Acórdão nº 61/14.5TBPNC.C1 de Court of Appeal of Coimbra (Portugal), 20 de Janeiro de 2015

Magistrado ResponsávelMARIA JO
Data da Resolução20 de Janeiro de 2015
EmissorCourt of Appeal of Coimbra (Portugal)

Acordam no Tribunal da Relação de Coimbra (2ª Secção): I – RELATÓRIO A (…) intenta o presente procedimento cautelar de ratificação de embargo extrajudicial de obra nova contra Águas (…), S.A.

, alegando, em síntese, que, tendo constatado que a requerida andava a realizar trabalhos de escavação no meio do prédio do requerente, alegadamente numa conduta de abastecimento de água que servia para abastecer a localidade de Quintas da Torre, a mulher do requerente deu ao encarregado da obra ordem verbal de embargo extrajudicial da obra.

A requerida deduziu oposição, invocando, além do mais, a incompetência do tribunal, porquanto, sendo uma empresa pública, concessionária da exploração e gestão do sistema multimunicipal de captação relativa a vários municípios, e encontrando-se em causa a sua atuação no âmbito da realização de uma obra pública, a entidade competente para dirimir o presente litígio é o tribunal administrativo.

O requerente respondeu no sentido da improcedência de tal exceção, alegando que o art. 414º do CPC apenas afasta o procedimento de embargo de obra nova previsto nos arts. 412º e ss., quando o litígio se reportar a uma relação jurídico-administrativa.

**Instrução dada A**
As afirmações abaixo estão de acordo com o acórdão sobre o embargo de obra nova? Responda sim ou não a cada uma e cite as palavras do acórdão que o decidem. (i) Foi a mulher do requerente quem deu ao encarregado da obra a ordem verbal de embargo. (ii) A requerida sustentou que o litígio deve ser resolvido pelo tribunal administrativo. (iii) O requerente aceitou a exceção de incompetência invocada pela requerida.
**Instrução dada B**
Prossiga o acórdão sobre o embargo de obra nova a partir do ponto em que termina.

(Itens armazenados)

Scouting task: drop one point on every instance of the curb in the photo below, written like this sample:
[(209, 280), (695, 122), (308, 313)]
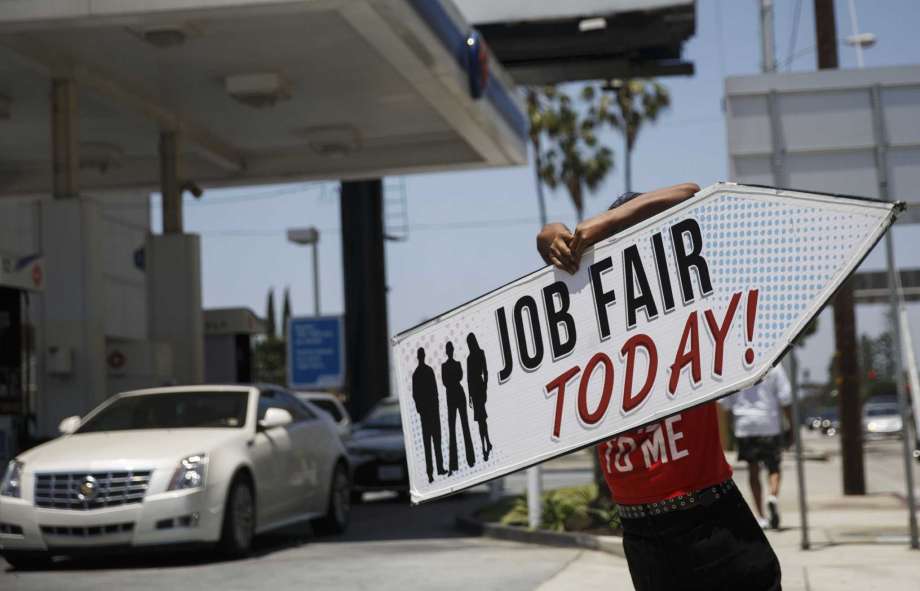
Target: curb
[(609, 544)]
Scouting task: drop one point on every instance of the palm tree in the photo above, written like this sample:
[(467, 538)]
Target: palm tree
[(270, 327), (637, 101), (575, 158), (285, 312)]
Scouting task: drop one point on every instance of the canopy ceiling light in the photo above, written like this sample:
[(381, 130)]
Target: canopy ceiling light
[(100, 156), (165, 36), (258, 90), (332, 141)]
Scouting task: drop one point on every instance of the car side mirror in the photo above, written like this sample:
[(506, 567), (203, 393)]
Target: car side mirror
[(275, 417), (69, 425)]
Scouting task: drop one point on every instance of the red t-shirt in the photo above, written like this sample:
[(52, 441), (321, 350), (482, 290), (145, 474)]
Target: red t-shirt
[(672, 457)]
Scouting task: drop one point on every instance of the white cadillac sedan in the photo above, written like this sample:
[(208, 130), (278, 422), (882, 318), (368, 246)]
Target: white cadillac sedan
[(212, 464)]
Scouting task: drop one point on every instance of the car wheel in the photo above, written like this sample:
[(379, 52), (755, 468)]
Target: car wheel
[(27, 560), (239, 519), (338, 511)]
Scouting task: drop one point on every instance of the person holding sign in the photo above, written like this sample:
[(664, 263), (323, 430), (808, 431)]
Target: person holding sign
[(685, 524)]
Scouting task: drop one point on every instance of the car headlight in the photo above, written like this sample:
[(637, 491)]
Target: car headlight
[(190, 473), (12, 480)]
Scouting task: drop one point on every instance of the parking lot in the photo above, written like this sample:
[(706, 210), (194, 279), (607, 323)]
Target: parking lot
[(389, 545)]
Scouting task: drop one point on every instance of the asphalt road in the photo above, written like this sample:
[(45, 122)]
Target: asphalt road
[(389, 545)]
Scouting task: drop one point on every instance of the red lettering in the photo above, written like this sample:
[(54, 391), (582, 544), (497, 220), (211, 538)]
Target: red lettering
[(684, 356), (630, 400), (719, 332), (591, 418), (559, 385)]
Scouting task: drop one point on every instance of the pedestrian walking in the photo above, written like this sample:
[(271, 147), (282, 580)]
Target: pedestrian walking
[(477, 381), (757, 413), (685, 524), (425, 395), (451, 375)]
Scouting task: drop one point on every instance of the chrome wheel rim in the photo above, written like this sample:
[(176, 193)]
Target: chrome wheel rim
[(243, 516)]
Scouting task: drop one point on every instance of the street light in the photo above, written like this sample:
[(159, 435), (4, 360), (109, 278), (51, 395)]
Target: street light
[(858, 40), (309, 236)]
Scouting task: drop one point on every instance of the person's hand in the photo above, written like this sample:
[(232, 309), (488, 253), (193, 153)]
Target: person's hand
[(553, 245), (588, 233)]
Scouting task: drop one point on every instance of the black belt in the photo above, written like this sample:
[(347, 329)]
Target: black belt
[(702, 497)]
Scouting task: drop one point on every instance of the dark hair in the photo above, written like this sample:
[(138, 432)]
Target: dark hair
[(471, 342)]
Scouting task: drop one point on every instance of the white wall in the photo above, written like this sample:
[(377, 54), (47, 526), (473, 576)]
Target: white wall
[(125, 223)]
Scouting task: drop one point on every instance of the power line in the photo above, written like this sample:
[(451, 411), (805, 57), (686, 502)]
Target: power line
[(438, 226), (232, 199)]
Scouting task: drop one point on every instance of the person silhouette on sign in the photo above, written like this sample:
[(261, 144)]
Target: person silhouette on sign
[(451, 374), (425, 394), (477, 379)]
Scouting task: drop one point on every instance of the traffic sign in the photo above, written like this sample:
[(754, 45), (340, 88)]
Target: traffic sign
[(316, 353)]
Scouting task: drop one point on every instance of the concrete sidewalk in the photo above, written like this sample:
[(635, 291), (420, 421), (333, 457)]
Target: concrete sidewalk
[(856, 542)]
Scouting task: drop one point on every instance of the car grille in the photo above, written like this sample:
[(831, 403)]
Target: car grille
[(87, 531), (69, 490)]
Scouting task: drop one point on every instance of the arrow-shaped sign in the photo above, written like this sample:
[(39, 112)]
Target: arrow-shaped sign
[(688, 306)]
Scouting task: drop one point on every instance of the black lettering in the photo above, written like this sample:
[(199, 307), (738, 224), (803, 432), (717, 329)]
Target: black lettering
[(528, 361), (635, 272), (664, 280), (685, 260), (556, 318), (505, 341), (602, 298)]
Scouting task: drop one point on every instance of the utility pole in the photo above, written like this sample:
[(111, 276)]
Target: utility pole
[(846, 359), (767, 37)]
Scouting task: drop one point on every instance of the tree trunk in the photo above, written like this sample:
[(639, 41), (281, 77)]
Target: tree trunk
[(537, 165), (627, 168)]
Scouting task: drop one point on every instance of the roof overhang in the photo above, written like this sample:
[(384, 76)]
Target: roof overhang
[(362, 88), (549, 42)]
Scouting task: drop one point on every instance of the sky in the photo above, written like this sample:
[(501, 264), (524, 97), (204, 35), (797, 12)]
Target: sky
[(473, 231)]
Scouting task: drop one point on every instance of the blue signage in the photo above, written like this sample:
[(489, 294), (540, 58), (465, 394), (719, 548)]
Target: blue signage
[(316, 353)]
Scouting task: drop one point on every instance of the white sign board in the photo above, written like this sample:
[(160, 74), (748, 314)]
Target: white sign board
[(690, 305)]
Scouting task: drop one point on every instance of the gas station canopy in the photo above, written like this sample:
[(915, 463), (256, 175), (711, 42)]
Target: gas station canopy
[(257, 90), (551, 41)]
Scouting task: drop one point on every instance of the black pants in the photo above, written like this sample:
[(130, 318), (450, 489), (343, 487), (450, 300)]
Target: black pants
[(431, 436), (714, 547), (456, 405)]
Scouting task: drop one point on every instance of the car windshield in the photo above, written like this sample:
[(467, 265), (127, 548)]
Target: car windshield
[(384, 417), (881, 411), (328, 406), (172, 410)]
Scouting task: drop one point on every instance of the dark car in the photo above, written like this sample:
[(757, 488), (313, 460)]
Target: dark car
[(378, 452)]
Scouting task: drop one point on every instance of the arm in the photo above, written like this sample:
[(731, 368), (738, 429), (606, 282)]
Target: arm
[(564, 249)]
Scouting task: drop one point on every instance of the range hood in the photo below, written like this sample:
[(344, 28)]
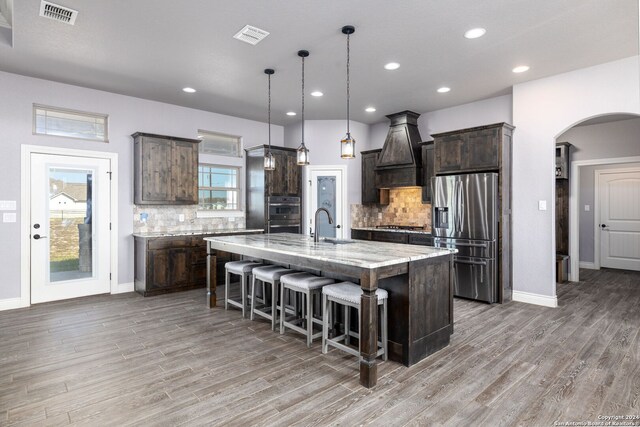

**Resposta à tarefa A**
(i) Sim: "a mulher do requerente deu ao encarregado da obra ordem verbal de embargo extrajudicial da obra".
(ii) Sim: "a entidade competente para dirimir o presente litígio é o tribunal administrativo".
(iii) Não: "O requerente respondeu no sentido da improcedência de tal exceção".

**Resposta à tarefa B**
Pelo juiz a quo proferido despacho a julgar o tribunal incompetente em razão da matéria, absolvendo o requerido da instância.

Não se conformando com tal despacho, o requerente dele interpôs recurso de apelação, concluindo a respetiva motivação, com as seguintes conclusões: 1.ª Ao contrário do referido no despacho recorrido, não está em causa a mera responsabilidade civil da Requerida.

  1. Já que na ação principal o que se irá peticionar, a título principal, será a condenação da Requerida a remover a obra em questão da propriedade do Requerente.

  2. O facto de a Requerida ser uma empresa pública concessionária de um serviço público não altera esse facto, posto que tal, por si só, não é suficiente para qualificar a questão como enquadrando-se numa relação jurídico-administrativa.

  3. Tal poderia ser assim se a atuação lesiva do direito de propriedade do Requerente estivesse respaldada num qualquer ato administrativo ou então diretamente em normas de direito administrativo que lhe permitisse esse ato ablativo da propriedade do Requerente.

  4. Cremos, aliás, que é a essa a ratio da jurisprudência invocada no Despacho recorrido.

  5. Porém, no caso concreto nada disso existe, mas tão só uma obra pública realizada sem procedimento válido em propriedade alheia.

  6. De facto, não se vê como é que se pode entender que no caso em concreto a Requerida tenha atuado no âmbito de normas de direito de administrativo que permitissem a sua atuação e que criasse no Requerente uma situação de especial sujeição.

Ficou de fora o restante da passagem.